→ **DATA TO PROCESS**:

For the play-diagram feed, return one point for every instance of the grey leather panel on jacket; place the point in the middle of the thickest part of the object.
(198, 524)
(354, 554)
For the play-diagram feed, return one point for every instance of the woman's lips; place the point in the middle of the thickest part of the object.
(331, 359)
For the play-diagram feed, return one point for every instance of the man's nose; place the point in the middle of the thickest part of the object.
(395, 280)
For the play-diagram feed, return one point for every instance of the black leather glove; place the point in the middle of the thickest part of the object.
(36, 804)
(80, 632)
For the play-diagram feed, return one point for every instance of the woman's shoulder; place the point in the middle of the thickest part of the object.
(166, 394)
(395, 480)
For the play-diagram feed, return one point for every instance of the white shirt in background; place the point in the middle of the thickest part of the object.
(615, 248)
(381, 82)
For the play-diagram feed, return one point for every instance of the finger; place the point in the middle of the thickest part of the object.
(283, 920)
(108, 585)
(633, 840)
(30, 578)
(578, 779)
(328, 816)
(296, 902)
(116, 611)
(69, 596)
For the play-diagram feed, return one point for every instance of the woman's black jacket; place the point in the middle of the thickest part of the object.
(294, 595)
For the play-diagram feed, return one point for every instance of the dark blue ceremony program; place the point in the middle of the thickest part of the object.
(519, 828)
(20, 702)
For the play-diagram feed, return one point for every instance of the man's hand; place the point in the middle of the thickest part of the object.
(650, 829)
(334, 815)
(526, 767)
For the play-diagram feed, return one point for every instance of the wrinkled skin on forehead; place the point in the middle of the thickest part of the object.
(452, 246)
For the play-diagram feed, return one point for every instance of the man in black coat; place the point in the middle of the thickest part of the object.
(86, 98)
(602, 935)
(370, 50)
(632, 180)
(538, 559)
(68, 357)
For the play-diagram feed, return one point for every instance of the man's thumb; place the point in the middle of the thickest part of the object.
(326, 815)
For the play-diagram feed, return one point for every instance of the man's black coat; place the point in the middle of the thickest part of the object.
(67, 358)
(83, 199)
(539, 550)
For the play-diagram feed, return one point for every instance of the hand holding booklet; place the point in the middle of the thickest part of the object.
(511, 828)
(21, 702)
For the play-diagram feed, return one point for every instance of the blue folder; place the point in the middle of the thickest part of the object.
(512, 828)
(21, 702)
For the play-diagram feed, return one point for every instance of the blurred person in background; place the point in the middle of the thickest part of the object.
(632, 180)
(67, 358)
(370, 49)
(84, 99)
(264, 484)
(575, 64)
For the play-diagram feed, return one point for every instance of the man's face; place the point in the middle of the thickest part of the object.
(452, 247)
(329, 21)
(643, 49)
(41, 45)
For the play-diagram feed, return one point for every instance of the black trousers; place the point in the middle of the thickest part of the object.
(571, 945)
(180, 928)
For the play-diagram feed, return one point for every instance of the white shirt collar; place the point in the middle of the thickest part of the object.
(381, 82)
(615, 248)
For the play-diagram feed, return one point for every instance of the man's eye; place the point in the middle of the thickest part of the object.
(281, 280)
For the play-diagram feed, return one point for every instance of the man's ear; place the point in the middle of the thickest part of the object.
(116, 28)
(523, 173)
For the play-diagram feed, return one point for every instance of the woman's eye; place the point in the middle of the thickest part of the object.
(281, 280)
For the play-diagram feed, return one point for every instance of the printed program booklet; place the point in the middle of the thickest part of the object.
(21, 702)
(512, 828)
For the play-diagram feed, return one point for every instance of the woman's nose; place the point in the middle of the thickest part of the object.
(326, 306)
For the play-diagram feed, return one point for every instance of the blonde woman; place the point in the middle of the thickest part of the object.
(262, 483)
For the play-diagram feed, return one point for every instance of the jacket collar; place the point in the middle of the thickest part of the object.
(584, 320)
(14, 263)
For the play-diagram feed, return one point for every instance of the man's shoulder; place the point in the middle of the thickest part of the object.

→ **TO BE DONE**: Copy out the full set of records precisely, leaving nothing out.

→ **SOLUTION**:
For the play-diagram feed, return one point for every instance of the grey leather panel on jacket; place the point in the middle of the thickest part of the object.
(198, 524)
(354, 554)
For the play-diagram feed, return one point for every instance of the woman's lips; place the point in the middle of the thickest part of the object.
(331, 359)
For the play-diagram feed, return one point for every instance of the man's nose; place the point in the middle of the thickest part of the object.
(395, 280)
For the play-diagram feed, return one point for every instance of the black leather glove; place the point in the middle of the thickest part of the object.
(36, 804)
(80, 632)
For the play-diagram feed, return one point for every instance of the woman's shoulder; place the point in the middle of the thickest part of the object.
(166, 394)
(395, 480)
For the play-diagram feed, return one point for every instance of the white shirt in background; place the point in the middle of the thickest part of the object.
(615, 248)
(381, 82)
For the play-diagram feed, return one point for every instance of the finger; place the point in the middle of the thickest part of the object.
(283, 920)
(108, 585)
(633, 840)
(30, 578)
(578, 779)
(328, 816)
(296, 902)
(116, 611)
(69, 596)
For the play-diagram feed, return one point for every instance of the woman's black jacket; place the point in the middle of the thickest part of the object.
(294, 595)
For the play-diagram feed, return one point for every instance of the dark blue ceremony program; place the point in the middle of the thickest part of the object.
(519, 828)
(20, 702)
For the play-diagram feed, return one point for every instance of the man's hand; place the point in the middle of the thickest part of the object.
(650, 829)
(334, 815)
(526, 767)
For the play-diagram feed, return one point for every instance of the wrinkled skin on forehead; place the point in the middle of the thickest part of the object.
(452, 246)
For the play-diagram feed, return one point for every instance of the man in black coat; place the point in the middle of the thickest part of the object.
(86, 98)
(602, 935)
(370, 50)
(632, 180)
(538, 559)
(68, 357)
For the play-diagram feed, return one point for every instance of the man's thumb; place the point in the middle of the thickest part of the object.
(326, 815)
For the play-diagram feed, return one point for every instance of the man's black coat; place the point in the middle of the thickest part of the object.
(67, 358)
(83, 199)
(539, 550)
For the play-diagram feed, return one point for every instance of the hand holding booklet; place the point in the middle of the thickest part of the object.
(511, 828)
(21, 702)
For the play-diagram feed, return one point for every instance of the blue folder; place the point in the middle of the thickest part of the object.
(512, 828)
(21, 702)
For the play-diagram feed, return one point for every instance of the blurred person in background; place the point in the middle of the thickest part of the object.
(632, 180)
(67, 358)
(370, 49)
(84, 99)
(264, 484)
(575, 64)
For the play-diagram feed, return one point for every instance of the man's face; place the point in the middle of the thickest part of the object.
(452, 247)
(329, 21)
(643, 49)
(41, 45)
For the play-diagram feed, return one point for every instance of the black trousers; place the point in the middle of the thickest part of the object.
(571, 945)
(180, 928)
For the play-diagram feed, return one point for every instance of the white shirt collar; place the point in the middle of the thickest part of the object.
(381, 82)
(615, 248)
For the play-diagram feed, return one point for every instance of the man's eye; place the point in the middle of the thickest part of the object.
(281, 280)
For the play-diagram feed, return one point for every instance of the man's ear; place the point in the middle of the thickest part of the object.
(116, 28)
(523, 173)
For the play-diagram feed, return one point for every instance of the woman's eye; place the point in the middle of the thickest part of the object.
(281, 280)
For the play-diagram feed, return one point for every instance of the printed program booklet; place the point in the middle of the thickest part of the object.
(21, 702)
(512, 828)
For the play-diagram feed, return one point for every instance of the woman's nose; place the point in the middle of the thickest part of the object.
(326, 306)
For the play-diagram feed, return one point for every instance of the blonde woman; place the point in the middle of the thickest part of the object.
(262, 483)
For the play-diagram feed, return one point for every instance of the jacket collar; place the point in the middle of the thickest part of the object.
(584, 320)
(14, 263)
For the play-diagram feed, return one point for every instance of the man's shoulder; place the point in the middle of the thickest part of the object.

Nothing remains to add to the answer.